[Rows from a dataset]
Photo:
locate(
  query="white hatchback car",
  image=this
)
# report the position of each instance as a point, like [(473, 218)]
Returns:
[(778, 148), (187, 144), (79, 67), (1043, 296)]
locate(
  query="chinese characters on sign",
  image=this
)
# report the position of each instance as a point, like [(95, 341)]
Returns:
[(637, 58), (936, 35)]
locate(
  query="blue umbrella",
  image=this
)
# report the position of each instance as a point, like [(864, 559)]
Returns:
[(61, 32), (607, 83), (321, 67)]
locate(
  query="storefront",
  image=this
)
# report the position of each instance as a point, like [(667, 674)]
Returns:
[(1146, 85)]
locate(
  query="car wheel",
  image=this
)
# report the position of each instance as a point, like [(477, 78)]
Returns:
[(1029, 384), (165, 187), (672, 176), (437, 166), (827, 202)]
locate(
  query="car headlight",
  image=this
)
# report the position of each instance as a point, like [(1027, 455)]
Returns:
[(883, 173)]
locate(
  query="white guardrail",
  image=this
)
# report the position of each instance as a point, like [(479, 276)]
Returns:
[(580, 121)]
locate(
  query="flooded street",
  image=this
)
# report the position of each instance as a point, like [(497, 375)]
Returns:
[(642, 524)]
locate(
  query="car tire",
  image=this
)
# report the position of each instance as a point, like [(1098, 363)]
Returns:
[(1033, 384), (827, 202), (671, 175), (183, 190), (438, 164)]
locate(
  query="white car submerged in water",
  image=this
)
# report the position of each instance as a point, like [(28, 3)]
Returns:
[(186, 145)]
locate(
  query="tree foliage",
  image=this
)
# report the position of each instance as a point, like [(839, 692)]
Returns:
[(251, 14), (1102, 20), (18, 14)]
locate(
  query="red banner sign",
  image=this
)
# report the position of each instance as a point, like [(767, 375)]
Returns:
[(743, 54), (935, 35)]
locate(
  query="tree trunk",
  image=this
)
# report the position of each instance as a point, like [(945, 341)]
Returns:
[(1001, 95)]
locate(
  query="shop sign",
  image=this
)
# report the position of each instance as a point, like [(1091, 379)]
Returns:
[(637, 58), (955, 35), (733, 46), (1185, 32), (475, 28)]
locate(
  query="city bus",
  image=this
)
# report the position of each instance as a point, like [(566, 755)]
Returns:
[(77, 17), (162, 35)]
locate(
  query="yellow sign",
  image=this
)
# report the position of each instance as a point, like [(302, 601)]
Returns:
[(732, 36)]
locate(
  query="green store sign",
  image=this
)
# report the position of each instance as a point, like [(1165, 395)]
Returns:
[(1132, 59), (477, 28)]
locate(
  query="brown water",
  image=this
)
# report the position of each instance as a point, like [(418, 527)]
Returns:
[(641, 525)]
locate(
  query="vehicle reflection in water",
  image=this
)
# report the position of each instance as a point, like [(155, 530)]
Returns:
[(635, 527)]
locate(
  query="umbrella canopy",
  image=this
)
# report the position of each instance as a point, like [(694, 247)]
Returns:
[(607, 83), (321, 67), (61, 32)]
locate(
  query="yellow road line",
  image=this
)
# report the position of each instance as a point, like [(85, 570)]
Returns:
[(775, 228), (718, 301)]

Set problem → Collect every line of the listing that contains the word "umbrella" and copy each one out.

Finished exercise →
  query="blue umbrella",
  query="umbrella canopy",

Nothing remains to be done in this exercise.